EXERCISE> Print the listing below exactly. Leave nothing out.

Top of INPUT RECORDS

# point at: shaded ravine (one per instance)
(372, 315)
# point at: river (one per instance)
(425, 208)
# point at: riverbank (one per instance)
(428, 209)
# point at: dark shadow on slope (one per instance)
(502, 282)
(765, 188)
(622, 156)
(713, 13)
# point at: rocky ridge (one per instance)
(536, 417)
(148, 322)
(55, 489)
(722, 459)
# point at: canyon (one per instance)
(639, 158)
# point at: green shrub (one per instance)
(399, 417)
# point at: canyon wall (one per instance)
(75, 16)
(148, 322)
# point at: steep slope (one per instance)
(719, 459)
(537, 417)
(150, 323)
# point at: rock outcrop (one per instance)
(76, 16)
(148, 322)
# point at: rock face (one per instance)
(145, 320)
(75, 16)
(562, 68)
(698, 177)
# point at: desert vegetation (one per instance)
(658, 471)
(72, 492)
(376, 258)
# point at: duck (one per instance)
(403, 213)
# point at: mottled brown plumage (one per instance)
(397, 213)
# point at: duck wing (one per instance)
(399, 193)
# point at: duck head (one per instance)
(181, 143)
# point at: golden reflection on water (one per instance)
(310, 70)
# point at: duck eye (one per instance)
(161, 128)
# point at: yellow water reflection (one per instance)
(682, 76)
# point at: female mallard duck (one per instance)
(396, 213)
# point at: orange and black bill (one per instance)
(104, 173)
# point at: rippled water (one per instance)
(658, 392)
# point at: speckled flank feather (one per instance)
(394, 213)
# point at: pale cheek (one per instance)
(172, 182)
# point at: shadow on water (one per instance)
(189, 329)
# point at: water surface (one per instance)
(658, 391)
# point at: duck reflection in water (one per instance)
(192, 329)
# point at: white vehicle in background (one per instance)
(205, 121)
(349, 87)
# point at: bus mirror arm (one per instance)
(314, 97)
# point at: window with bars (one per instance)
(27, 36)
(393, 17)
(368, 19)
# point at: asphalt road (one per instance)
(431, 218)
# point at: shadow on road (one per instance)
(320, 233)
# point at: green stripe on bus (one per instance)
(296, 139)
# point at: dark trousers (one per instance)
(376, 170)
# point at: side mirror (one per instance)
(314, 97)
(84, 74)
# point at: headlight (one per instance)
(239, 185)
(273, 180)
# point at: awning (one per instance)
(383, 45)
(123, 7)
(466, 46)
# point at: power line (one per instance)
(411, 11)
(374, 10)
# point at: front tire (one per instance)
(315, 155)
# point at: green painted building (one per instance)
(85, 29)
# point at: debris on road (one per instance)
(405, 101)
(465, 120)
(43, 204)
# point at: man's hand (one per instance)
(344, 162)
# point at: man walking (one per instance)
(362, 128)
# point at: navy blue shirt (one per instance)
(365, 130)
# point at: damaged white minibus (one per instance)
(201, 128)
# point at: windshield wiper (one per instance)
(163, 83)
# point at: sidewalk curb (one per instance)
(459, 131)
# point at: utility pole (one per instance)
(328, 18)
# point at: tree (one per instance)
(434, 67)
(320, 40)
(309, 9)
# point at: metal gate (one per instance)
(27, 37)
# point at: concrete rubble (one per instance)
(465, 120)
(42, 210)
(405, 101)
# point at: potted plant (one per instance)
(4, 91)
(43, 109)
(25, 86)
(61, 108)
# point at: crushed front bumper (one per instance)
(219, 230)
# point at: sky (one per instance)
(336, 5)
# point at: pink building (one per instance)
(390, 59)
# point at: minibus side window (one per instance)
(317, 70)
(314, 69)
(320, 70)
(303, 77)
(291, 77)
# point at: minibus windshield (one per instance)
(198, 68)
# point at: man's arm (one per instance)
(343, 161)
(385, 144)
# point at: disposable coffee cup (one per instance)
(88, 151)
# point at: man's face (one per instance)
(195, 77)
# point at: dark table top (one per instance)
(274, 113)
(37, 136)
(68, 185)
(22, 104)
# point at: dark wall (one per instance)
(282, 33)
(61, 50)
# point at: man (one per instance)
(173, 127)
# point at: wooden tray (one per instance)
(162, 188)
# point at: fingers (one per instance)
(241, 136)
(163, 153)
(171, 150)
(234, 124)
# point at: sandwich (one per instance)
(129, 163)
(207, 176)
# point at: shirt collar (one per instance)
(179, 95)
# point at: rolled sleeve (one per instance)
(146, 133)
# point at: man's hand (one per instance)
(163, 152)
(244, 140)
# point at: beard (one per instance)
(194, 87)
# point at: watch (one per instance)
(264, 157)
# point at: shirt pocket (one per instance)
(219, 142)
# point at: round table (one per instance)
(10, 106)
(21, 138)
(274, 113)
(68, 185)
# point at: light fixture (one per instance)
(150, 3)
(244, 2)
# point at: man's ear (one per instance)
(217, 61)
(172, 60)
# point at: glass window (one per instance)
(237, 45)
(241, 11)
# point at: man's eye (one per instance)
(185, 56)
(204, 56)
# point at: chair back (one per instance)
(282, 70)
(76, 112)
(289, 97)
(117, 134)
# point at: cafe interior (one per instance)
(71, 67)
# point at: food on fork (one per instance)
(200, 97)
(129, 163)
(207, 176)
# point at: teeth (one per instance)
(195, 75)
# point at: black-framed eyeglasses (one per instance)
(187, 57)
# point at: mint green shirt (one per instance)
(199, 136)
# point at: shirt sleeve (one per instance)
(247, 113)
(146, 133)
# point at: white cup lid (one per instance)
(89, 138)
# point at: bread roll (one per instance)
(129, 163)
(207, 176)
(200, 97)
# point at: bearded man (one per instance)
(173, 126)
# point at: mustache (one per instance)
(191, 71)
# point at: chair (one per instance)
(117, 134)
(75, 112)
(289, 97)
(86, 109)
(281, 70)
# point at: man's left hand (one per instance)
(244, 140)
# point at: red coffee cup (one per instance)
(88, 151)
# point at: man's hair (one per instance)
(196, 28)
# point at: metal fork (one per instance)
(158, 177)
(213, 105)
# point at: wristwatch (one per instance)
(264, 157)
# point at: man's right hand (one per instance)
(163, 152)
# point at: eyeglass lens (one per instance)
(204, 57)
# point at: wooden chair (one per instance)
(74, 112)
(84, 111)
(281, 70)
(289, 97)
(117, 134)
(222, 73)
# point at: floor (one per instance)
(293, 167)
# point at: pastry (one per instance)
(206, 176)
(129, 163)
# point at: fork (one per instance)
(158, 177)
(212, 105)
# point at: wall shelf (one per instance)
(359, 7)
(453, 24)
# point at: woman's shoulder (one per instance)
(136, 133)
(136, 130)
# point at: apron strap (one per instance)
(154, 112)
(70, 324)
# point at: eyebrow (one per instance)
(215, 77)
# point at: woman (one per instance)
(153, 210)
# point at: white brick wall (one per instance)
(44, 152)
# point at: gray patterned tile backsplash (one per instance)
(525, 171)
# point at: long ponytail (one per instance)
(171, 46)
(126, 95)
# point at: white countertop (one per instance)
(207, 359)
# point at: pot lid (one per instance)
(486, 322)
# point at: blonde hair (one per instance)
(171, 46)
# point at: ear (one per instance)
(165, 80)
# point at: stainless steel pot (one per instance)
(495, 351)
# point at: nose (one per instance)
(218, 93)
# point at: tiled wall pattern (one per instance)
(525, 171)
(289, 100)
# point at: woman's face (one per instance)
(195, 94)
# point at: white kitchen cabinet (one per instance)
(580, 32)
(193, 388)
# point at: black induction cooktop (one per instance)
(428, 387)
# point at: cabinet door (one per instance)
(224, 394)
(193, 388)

Bottom of INPUT RECORDS

RESULT FOR THIS EXERCISE>
# point at: shaded ravine (one per instance)
(372, 315)
# point at: river (one per instance)
(425, 208)
# point at: riverbank (one per instance)
(428, 209)
# point at: dark shadow on slope (one per instance)
(502, 282)
(765, 188)
(622, 156)
(713, 13)
# point at: rocky ridge (one per instance)
(536, 417)
(148, 322)
(55, 489)
(722, 459)
# point at: canyon (one per instance)
(639, 158)
# point at: green shrub (one per instance)
(399, 417)
# point at: canyon wall (one per instance)
(75, 16)
(148, 322)
# point at: steep slope (one per instance)
(719, 459)
(537, 417)
(150, 323)
# point at: rock outcrop (one per instance)
(76, 16)
(148, 322)
# point at: rock face (one per instance)
(145, 320)
(75, 16)
(562, 68)
(698, 177)
# point at: desert vegetation (one per instance)
(658, 471)
(72, 492)
(376, 258)
# point at: duck (one per instance)
(403, 213)
# point at: mottled brown plumage (one per instance)
(397, 213)
# point at: duck wing (one per instance)
(399, 193)
# point at: duck head (one per instance)
(181, 143)
# point at: golden reflection on water (one per instance)
(310, 70)
# point at: duck eye (one per instance)
(161, 128)
# point at: yellow water reflection (one per instance)
(682, 76)
# point at: female mallard duck (one per instance)
(396, 213)
# point at: orange and black bill (one per instance)
(104, 173)
# point at: rippled water (one per instance)
(658, 392)
# point at: speckled flank feather (one per instance)
(394, 213)
# point at: pale cheek (one per instance)
(172, 182)
# point at: shadow on water (one per instance)
(189, 329)
# point at: water surface (one per instance)
(658, 391)
# point at: duck reflection in water (one per instance)
(192, 329)
# point at: white vehicle in background (one per instance)
(205, 121)
(349, 87)
# point at: bus mirror arm (one per instance)
(314, 97)
# point at: window with bars (one per instance)
(27, 36)
(393, 17)
(368, 19)
# point at: asphalt road (one per instance)
(431, 218)
# point at: shadow on road (one per instance)
(320, 233)
# point at: green stripe on bus (one per instance)
(296, 139)
# point at: dark trousers (one per instance)
(376, 170)
# point at: side mirror (one per instance)
(314, 97)
(84, 74)
# point at: headlight (one per instance)
(239, 185)
(273, 180)
# point at: awning (one per instance)
(383, 45)
(123, 7)
(466, 46)
# point at: power line (one per instance)
(411, 11)
(374, 10)
# point at: front tire (one per instance)
(315, 155)
# point at: green painted building (one per instance)
(85, 29)
# point at: debris on road (one per instance)
(405, 101)
(465, 120)
(43, 204)
# point at: man's hand (one per instance)
(344, 162)
# point at: man walking (one per instance)
(362, 128)
# point at: navy blue shirt (one per instance)
(365, 130)
# point at: damaged white minibus (one per instance)
(201, 128)
# point at: windshield wiper (one per instance)
(163, 83)
# point at: sidewalk curb (one per instance)
(459, 131)
# point at: utility pole (one per instance)
(328, 18)
# point at: tree (one per instance)
(434, 67)
(320, 40)
(309, 9)
# point at: metal gate (one per instance)
(27, 37)
# point at: concrete rubble (one per instance)
(465, 120)
(42, 210)
(405, 101)
# point at: potted plant (one per instance)
(4, 91)
(43, 109)
(25, 86)
(61, 108)
# point at: crushed front bumper (one per instance)
(219, 230)
# point at: sky (one per instance)
(336, 5)
# point at: pink building (one per instance)
(390, 59)
# point at: minibus side window (one per instance)
(317, 70)
(314, 69)
(320, 70)
(303, 77)
(291, 77)
# point at: minibus windshield (one per instance)
(198, 68)
# point at: man's arm (one per instance)
(343, 161)
(385, 144)
# point at: disposable coffee cup (one per instance)
(88, 151)
# point at: man's face (one per instance)
(195, 77)
# point at: dark table top (one per instance)
(274, 113)
(37, 136)
(68, 185)
(22, 104)
# point at: dark wall (one per instance)
(282, 33)
(61, 50)
# point at: man (one per instance)
(173, 127)
# point at: wooden tray (one per instance)
(162, 188)
# point at: fingers (one per instance)
(241, 136)
(163, 153)
(171, 150)
(234, 124)
# point at: sandwich (one per instance)
(129, 163)
(207, 176)
# point at: shirt collar (one per instance)
(179, 95)
# point at: rolled sleeve (one per instance)
(146, 133)
# point at: man's hand (one per instance)
(163, 152)
(244, 140)
# point at: beard (one per instance)
(194, 87)
# point at: watch (one per instance)
(264, 157)
# point at: shirt pocket (one per instance)
(219, 142)
# point at: round table (one per instance)
(10, 106)
(21, 138)
(274, 113)
(68, 185)
# point at: light fixture (one per instance)
(150, 3)
(244, 2)
# point at: man's ear (one per instance)
(217, 61)
(172, 60)
# point at: glass window (one per instance)
(237, 45)
(241, 11)
# point at: man's eye (one per instance)
(185, 56)
(204, 56)
# point at: chair back (one per instance)
(282, 70)
(76, 112)
(289, 97)
(117, 134)
# point at: cafe interior (one per instance)
(71, 67)
# point at: food on fork (one per instance)
(200, 97)
(129, 163)
(207, 176)
# point at: teeth (one per instance)
(195, 75)
# point at: black-framed eyeglasses (one per instance)
(187, 57)
# point at: mint green shirt (one per instance)
(199, 136)
# point at: shirt sleeve (one per instance)
(247, 113)
(146, 133)
# point at: white cup lid (one per instance)
(89, 138)
# point at: bread roll (one per instance)
(129, 163)
(207, 176)
(200, 97)
# point at: bearded man (one per instance)
(173, 126)
# point at: mustache (one per instance)
(191, 71)
# point at: chair (one per instance)
(117, 134)
(75, 112)
(289, 97)
(86, 109)
(281, 70)
# point at: man's left hand (one per instance)
(244, 140)
# point at: red coffee cup (one per instance)
(88, 151)
# point at: man's hair (one per instance)
(196, 28)
# point at: metal fork (one per instance)
(158, 177)
(213, 105)
# point at: wristwatch (one per instance)
(264, 157)
# point at: man's right hand (one per instance)
(163, 152)
# point at: eyeglass lens (one per instance)
(204, 57)
# point at: wooden chair (one per instance)
(74, 112)
(84, 111)
(281, 70)
(289, 97)
(117, 134)
(222, 73)
# point at: floor (one per instance)
(293, 167)
# point at: pastry (one per instance)
(206, 176)
(129, 163)
# point at: fork (one per instance)
(158, 177)
(212, 105)
# point at: wall shelf (one per instance)
(359, 7)
(453, 24)
# point at: woman's shoulder (one per instance)
(136, 133)
(136, 130)
# point at: apron strap (one per instance)
(154, 112)
(70, 324)
# point at: eyebrow (one per instance)
(215, 77)
# point at: woman (one per instance)
(153, 210)
# point at: white brick wall (one per instance)
(44, 152)
# point at: gray patterned tile backsplash (one per instance)
(525, 171)
# point at: long ponytail (one per instance)
(171, 46)
(126, 95)
# point at: white countertop (one per instance)
(207, 359)
# point at: pot lid (one per instance)
(486, 322)
# point at: blonde hair (one per instance)
(171, 46)
# point at: ear (one per instance)
(165, 80)
# point at: stainless steel pot (one per instance)
(495, 351)
# point at: nose (one per instance)
(218, 93)
# point at: tiled wall pattern (one per instance)
(525, 171)
(289, 100)
# point at: woman's face (one per instance)
(195, 94)
# point at: white kitchen cabinet (one per instance)
(580, 32)
(193, 388)
# point at: black induction cooktop (one per instance)
(428, 387)
# point at: cabinet door (one per instance)
(224, 394)
(193, 388)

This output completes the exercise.